Poesia portuguesa do século XX – uma sinopse

Tanto poesia quanto prosa da época de Salazar continuam a ser descobertas em acervos de manuscritos antigos, escritos anonimamente ou sob pseudônimos.

Para a cultura portuguesa, o século XX foi um século de extrema turbulência. Duas revoluções constitucionais, duas guerras mundiais calamitosas, a perda do Império e vastas alterações na economia interna, causadas pela intensa pressão global nos campos da indústria, do comércio e da agricultura, combinaram-se para produzir novas filosofias sobre como as pessoas viviam e pensavam.

A força inexorável dessa história trouxe mudanças irreversíveis aos fundamentos da Literatura e das Artes em geral, mas ao cânone poético em particular. A complexa relação entre a língua portuguesa, a consciência, a realidade e a imaginação fomentou uma ambivalência social que encontrou a sua melhor expressão na poesia.

Isso pode ser bem observado nos primeiros vinte e cinco anos do século XX . O colapso da monarquia a favor de uma república instável que, a contragosto, participou nos horrores da Primeira Guerra Mundial, levou muitos escritores a reinventarem as suas identidades para lidar com tais crises nacionais. A tendência ao Modernismo chegou ao fim com o golpe de 1926 e a ascensão da ditadura, que trouxe consigo a censura e a imposição do controlo do pensamento, do qual a abstração da poesia ofereceu um refúgio.

============================================================

● TAREFAS DO EXERCÍCIO
• 1. Indique os elementos cuja relação complexa, segundo o excerto sobre a poesia portuguesa do século XX, fomentou uma ambivalência social.
• 2. Reproduza em lista numerada o trecho da listagem desde a linha que contém "Where can the shiny" até à linha que contém "x=139, y=153", ambas incluídas, omitindo as linhas em branco.

Entradas de indicação de objetos rotulados:
============================================================

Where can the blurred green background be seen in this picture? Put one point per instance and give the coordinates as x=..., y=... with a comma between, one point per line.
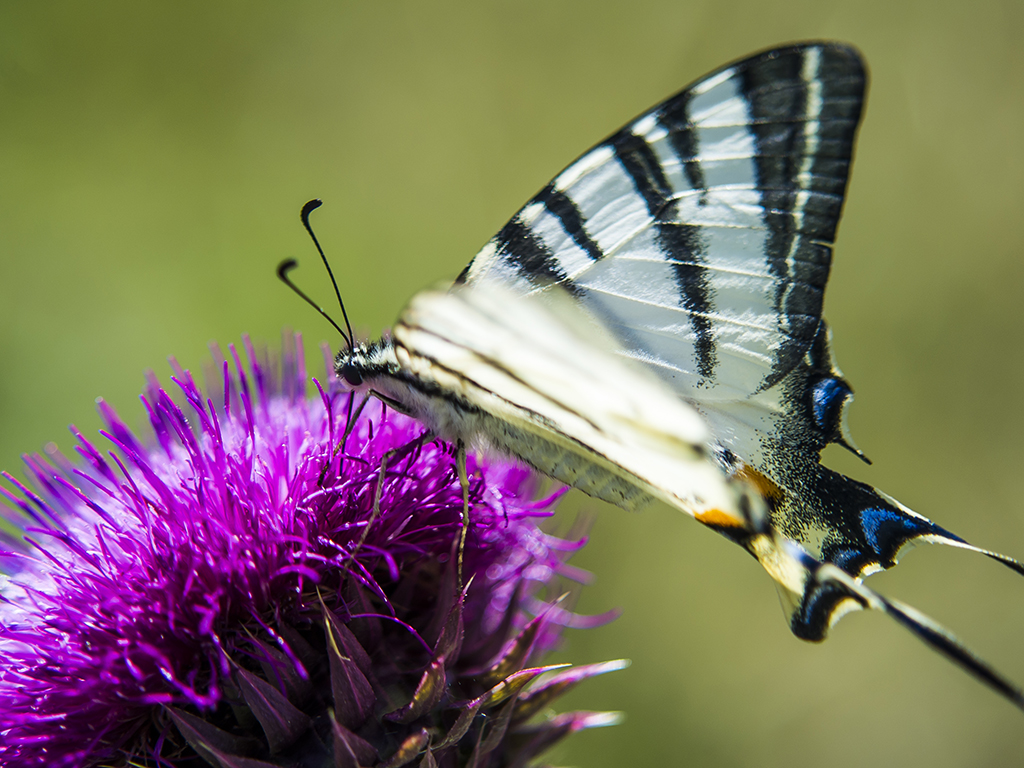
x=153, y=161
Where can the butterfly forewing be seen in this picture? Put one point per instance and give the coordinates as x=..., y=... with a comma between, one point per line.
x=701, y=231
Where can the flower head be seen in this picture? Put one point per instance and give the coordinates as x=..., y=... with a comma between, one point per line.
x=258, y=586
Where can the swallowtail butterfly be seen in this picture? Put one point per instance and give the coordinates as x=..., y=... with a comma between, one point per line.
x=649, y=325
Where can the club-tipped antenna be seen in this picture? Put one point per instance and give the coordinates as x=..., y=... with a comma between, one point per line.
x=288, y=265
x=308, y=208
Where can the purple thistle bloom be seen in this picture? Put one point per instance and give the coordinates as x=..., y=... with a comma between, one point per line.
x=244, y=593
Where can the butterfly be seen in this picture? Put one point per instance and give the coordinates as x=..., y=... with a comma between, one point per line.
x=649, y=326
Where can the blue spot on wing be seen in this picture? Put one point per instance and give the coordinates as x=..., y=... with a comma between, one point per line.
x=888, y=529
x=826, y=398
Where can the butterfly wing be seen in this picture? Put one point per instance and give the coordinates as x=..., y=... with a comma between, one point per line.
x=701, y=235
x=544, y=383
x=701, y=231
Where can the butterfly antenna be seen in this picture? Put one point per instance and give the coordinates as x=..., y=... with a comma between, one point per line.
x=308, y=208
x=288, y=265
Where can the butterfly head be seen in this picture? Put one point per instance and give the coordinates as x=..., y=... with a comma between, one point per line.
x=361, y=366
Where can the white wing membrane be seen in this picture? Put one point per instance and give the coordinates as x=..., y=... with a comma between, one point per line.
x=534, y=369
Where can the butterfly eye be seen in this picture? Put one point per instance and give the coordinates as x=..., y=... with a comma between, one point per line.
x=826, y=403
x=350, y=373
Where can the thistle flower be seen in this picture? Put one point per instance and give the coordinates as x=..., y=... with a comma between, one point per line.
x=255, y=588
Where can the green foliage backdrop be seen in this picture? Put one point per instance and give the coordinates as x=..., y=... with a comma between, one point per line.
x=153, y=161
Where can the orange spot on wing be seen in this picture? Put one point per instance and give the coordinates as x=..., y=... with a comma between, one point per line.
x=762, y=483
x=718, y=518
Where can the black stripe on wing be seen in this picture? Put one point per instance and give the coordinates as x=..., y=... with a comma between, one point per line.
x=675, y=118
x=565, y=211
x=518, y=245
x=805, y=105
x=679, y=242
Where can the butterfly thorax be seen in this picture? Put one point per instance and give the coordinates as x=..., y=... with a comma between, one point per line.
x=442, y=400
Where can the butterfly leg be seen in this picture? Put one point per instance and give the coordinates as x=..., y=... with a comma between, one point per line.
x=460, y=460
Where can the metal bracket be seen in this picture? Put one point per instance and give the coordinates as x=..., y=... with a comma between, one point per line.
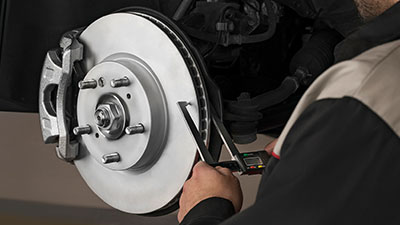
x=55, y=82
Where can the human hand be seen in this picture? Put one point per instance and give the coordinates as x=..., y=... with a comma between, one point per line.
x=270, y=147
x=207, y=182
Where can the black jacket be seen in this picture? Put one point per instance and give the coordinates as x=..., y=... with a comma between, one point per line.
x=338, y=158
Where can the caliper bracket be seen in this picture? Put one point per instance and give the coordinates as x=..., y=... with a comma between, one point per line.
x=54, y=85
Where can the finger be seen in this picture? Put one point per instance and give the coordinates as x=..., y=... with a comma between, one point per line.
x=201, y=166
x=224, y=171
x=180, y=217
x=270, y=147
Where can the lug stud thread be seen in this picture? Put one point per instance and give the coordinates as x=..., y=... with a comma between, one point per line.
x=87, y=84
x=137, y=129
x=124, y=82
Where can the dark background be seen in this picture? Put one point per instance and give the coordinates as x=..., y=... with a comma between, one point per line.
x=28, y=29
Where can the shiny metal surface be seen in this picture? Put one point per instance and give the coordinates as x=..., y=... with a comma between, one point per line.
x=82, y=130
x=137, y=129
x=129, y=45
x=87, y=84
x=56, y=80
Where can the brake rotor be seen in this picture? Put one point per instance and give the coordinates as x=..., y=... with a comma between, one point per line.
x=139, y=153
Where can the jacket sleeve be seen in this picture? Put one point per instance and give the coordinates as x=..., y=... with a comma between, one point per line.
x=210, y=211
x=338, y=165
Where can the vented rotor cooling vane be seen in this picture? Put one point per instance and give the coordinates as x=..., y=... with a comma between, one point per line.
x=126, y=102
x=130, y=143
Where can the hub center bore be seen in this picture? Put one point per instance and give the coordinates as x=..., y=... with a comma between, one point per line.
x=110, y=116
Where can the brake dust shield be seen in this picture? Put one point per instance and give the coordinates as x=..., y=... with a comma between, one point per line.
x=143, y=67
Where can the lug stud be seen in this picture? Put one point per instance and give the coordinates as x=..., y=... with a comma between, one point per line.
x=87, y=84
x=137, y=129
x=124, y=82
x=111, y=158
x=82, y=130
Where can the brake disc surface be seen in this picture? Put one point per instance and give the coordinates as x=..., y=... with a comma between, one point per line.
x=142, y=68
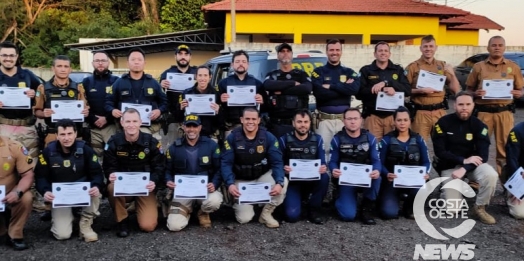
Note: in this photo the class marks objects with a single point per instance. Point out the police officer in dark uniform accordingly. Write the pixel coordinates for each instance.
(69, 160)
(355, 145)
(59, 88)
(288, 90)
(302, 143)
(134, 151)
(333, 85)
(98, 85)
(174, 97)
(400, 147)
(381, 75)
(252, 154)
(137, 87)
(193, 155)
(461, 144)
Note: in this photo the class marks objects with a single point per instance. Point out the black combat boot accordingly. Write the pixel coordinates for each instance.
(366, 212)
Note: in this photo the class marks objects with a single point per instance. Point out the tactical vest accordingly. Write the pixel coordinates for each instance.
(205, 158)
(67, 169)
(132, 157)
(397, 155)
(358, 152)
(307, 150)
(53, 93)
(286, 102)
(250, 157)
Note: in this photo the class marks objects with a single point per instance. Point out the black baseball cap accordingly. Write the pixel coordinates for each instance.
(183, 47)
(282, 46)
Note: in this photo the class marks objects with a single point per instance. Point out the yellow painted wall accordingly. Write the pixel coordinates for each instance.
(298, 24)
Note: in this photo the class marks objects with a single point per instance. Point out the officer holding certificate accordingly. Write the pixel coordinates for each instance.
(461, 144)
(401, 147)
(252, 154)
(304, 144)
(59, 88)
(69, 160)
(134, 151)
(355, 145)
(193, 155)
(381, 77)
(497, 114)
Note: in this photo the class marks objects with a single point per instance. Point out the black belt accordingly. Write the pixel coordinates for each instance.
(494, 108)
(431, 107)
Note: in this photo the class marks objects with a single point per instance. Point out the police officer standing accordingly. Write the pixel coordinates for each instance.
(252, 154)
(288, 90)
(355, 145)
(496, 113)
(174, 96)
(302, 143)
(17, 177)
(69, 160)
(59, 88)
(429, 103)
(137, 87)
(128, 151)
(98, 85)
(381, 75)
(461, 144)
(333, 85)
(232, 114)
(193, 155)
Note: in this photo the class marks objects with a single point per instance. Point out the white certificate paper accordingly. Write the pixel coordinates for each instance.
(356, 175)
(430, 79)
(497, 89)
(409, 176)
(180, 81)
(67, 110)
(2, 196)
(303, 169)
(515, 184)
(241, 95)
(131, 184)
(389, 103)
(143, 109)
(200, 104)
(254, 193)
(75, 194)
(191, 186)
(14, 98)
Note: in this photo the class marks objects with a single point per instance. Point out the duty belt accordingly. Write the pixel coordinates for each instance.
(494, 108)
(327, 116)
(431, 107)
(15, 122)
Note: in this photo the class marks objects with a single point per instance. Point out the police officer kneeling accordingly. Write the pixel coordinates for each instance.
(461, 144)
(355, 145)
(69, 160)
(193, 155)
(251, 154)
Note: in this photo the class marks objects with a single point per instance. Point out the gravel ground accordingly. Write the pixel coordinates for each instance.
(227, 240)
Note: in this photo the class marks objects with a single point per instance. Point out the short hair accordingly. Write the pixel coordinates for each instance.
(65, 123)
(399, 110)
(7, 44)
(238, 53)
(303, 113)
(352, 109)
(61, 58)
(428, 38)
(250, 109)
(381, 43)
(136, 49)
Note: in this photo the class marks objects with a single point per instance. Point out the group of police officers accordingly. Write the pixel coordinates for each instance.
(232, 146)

============================================================

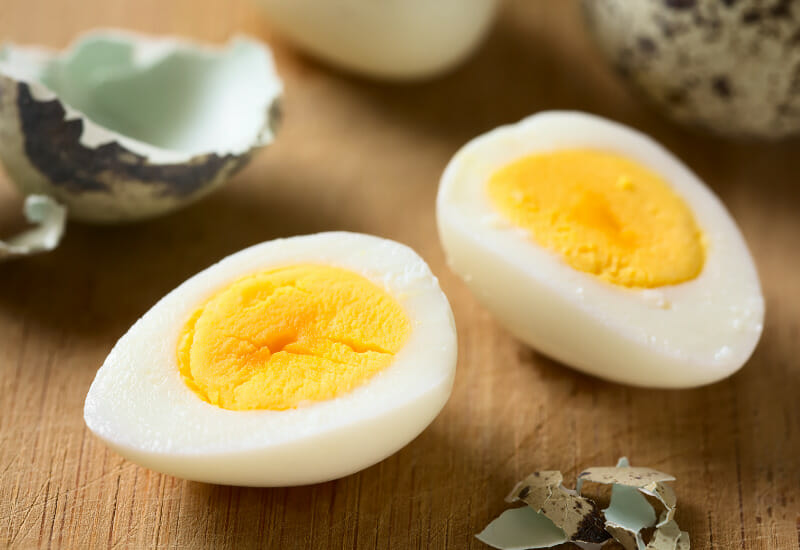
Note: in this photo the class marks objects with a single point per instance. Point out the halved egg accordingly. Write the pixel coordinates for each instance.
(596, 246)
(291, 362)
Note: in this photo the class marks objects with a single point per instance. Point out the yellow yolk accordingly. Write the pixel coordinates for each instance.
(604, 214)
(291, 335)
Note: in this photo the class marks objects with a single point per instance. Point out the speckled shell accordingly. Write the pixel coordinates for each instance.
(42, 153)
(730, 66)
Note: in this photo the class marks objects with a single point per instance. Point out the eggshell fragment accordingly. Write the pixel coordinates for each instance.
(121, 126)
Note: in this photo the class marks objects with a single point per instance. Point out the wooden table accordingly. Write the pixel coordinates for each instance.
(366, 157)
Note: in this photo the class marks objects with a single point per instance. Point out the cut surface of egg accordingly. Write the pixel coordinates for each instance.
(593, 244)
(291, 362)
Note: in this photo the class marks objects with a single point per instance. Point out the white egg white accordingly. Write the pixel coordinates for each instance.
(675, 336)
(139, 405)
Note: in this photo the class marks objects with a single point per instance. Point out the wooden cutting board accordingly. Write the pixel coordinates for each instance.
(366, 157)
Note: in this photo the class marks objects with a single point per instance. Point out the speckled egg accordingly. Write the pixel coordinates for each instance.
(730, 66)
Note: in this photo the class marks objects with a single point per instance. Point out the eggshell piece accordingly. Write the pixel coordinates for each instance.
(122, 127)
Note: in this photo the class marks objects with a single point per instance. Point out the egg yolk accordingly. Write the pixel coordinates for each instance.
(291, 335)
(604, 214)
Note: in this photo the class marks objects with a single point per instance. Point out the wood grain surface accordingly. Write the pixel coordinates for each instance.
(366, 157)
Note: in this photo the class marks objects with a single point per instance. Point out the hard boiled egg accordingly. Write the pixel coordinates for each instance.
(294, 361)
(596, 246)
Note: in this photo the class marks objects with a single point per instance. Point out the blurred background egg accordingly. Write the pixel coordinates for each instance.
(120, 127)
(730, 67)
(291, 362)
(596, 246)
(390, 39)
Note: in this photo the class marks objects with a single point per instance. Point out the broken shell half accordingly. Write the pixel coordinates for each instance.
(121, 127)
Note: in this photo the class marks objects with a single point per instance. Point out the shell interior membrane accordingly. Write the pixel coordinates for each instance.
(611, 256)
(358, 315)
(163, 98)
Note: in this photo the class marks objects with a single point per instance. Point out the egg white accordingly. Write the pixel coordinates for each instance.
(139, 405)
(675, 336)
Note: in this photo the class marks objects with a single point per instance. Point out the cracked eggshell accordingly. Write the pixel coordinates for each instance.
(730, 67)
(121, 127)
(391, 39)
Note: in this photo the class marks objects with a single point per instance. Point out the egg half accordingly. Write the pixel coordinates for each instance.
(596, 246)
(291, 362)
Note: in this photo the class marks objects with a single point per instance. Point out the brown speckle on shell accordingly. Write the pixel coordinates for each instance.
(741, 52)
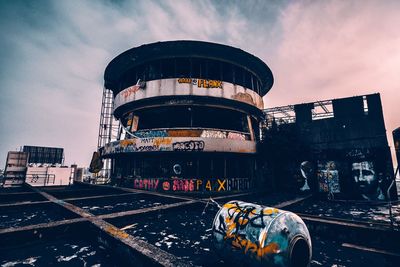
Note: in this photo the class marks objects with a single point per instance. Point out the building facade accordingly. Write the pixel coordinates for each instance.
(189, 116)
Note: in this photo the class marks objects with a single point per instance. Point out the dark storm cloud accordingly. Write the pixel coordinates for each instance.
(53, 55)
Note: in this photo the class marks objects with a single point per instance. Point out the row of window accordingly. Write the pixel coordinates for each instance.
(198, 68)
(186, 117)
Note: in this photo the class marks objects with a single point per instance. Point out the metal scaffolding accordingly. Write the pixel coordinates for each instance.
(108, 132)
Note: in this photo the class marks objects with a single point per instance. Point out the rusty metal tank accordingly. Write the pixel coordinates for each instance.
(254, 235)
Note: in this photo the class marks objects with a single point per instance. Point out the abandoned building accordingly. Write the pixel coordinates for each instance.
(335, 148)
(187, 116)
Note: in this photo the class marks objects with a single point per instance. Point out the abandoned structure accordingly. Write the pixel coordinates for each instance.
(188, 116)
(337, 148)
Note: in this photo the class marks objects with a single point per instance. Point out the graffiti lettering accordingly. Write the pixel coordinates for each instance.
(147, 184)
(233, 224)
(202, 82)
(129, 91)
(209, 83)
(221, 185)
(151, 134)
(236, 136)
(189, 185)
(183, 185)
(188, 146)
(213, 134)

============================================================

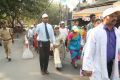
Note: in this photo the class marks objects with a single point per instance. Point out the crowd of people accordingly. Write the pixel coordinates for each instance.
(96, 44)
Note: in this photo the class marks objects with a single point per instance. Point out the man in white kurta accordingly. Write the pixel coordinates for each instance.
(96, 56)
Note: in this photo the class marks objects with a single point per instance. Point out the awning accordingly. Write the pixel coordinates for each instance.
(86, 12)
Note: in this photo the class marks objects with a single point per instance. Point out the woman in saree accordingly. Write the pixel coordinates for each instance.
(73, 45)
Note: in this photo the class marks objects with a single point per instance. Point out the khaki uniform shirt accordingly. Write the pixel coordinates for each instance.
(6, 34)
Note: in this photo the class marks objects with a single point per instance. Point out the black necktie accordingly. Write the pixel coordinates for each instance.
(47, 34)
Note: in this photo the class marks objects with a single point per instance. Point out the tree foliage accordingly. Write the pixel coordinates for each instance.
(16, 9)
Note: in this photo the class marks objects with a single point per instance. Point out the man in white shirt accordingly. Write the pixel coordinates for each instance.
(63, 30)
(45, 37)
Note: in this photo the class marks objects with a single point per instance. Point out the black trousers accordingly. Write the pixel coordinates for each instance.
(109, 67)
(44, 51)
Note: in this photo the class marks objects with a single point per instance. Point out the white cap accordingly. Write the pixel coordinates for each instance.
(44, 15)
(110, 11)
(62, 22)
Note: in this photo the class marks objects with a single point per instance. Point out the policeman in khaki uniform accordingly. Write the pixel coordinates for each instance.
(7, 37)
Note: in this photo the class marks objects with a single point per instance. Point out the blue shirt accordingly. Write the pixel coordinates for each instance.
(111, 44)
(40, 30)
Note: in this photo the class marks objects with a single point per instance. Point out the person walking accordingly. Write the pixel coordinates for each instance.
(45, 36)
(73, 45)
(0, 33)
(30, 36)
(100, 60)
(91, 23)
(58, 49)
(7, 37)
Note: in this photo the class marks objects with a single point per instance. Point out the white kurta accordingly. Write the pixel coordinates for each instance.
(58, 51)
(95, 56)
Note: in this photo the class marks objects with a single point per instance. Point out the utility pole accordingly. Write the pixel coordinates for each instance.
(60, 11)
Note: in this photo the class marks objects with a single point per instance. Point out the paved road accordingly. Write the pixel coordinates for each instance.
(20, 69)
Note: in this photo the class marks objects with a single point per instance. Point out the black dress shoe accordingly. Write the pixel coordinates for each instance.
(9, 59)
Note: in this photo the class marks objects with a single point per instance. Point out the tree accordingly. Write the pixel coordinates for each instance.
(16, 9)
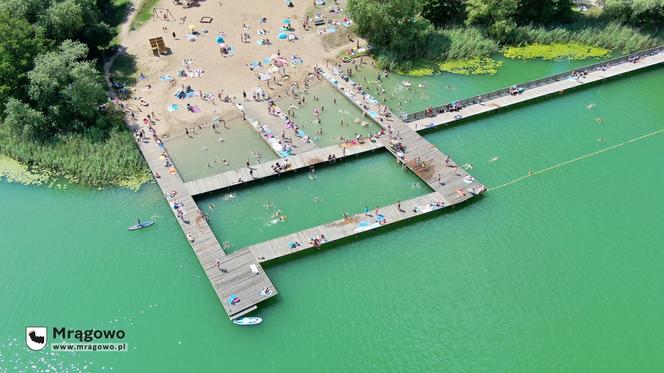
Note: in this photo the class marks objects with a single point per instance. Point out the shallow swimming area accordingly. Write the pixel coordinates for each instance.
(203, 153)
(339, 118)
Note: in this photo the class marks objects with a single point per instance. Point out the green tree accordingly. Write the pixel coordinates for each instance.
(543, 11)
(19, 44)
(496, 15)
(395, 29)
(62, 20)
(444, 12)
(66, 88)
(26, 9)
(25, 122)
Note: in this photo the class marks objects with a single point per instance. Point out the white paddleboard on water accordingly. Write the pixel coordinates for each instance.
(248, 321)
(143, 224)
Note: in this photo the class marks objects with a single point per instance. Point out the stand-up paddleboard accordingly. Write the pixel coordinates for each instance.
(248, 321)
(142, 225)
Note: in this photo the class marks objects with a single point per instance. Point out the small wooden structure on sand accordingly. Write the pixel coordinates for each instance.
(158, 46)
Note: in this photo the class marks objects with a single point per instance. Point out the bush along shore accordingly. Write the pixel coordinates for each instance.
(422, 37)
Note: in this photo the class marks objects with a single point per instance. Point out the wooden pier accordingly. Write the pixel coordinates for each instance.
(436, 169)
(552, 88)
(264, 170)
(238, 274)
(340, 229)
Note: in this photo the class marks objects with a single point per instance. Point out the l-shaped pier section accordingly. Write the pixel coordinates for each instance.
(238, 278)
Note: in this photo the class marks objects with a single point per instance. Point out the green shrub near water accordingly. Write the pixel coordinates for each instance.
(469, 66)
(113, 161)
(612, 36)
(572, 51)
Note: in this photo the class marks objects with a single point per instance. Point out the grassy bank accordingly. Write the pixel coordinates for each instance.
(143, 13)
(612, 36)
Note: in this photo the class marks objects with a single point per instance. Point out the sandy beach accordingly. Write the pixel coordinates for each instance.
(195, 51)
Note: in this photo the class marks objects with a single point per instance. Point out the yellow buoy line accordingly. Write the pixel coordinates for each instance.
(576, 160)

============================================================

● RESPOSTAS DO EXERCÍCIO
• 1. a língua portuguesa, a consciência, a realidade e a imaginação

• 2.
1. Where can the shiny metal surface be seen in this picture? Put one point per instance and give the coordinates as x=..., y=... with a comma between, one point per line.
2. x=82, y=130
3. x=137, y=129
4. x=129, y=45
5. x=87, y=84
6. x=56, y=80
7. Where can the brake rotor be seen in this picture? Put one point per instance and give the coordinates as x=..., y=... with a comma between, one point per line.
8. x=139, y=153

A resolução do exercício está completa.